• What to work on:
From the items below, pick out each line containing the word "that". Case counts.

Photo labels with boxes

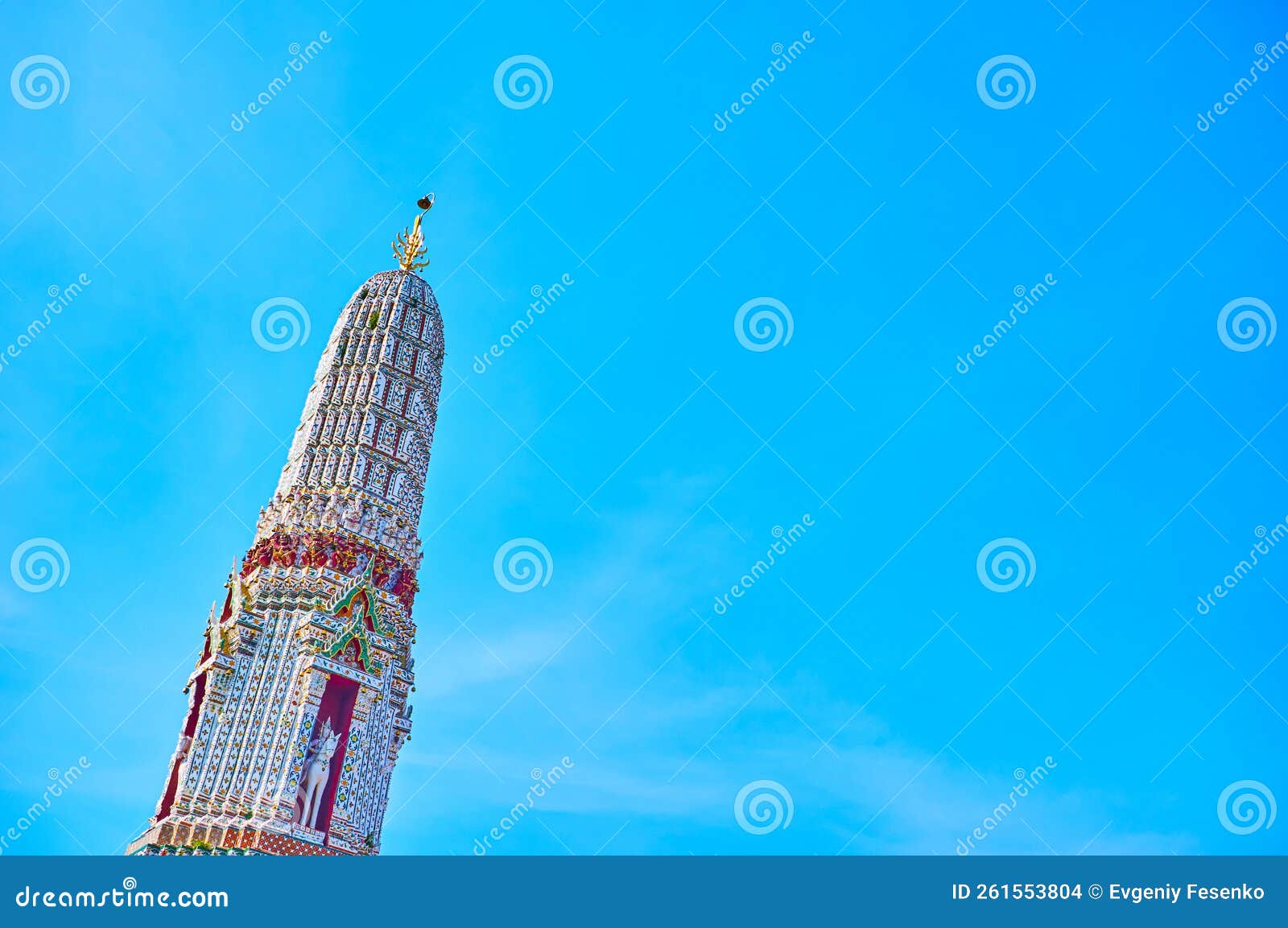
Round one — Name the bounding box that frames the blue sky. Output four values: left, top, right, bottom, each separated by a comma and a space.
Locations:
0, 0, 1288, 853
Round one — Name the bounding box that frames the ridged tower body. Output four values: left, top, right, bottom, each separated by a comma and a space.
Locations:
129, 197, 443, 855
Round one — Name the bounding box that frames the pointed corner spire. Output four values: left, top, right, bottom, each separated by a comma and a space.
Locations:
393, 193, 434, 270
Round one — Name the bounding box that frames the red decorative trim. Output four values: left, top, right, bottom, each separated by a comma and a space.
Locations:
241, 531, 420, 615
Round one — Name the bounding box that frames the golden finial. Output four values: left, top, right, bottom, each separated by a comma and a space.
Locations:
393, 193, 434, 270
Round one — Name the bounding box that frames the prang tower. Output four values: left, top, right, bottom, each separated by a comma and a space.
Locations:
129, 194, 443, 855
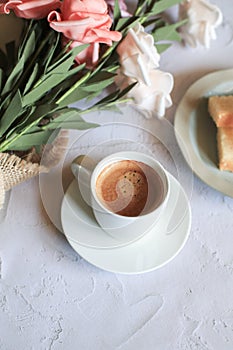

• Answer in full:
Round one — Name the bounding box that frames the blue sky. Output four values: left, top, right, bottom, each separated by a comma and a space.
Round one — Name the bounding box that frames the ridged tower body. Output four values: left, top, right, bottom, each separated by a comma and a space.
Round one — Name the bounding box that frames the pointed corner spire. Output four values: left, top, right, bottom, each separated by a comma and a space.
Round one — Name the bounding box that frames the red decorative trim. Output four values: left, top, right, bottom, each separated by a comma and a space.
Round one — Name the bounding box that frames the golden finial. Output four values: left, top, right, bottom, each separated by a comma and a space.
Round one — Name the bounding box that frames the prang tower. Output four values: left, top, right, bottom, each separated by a comma and a space.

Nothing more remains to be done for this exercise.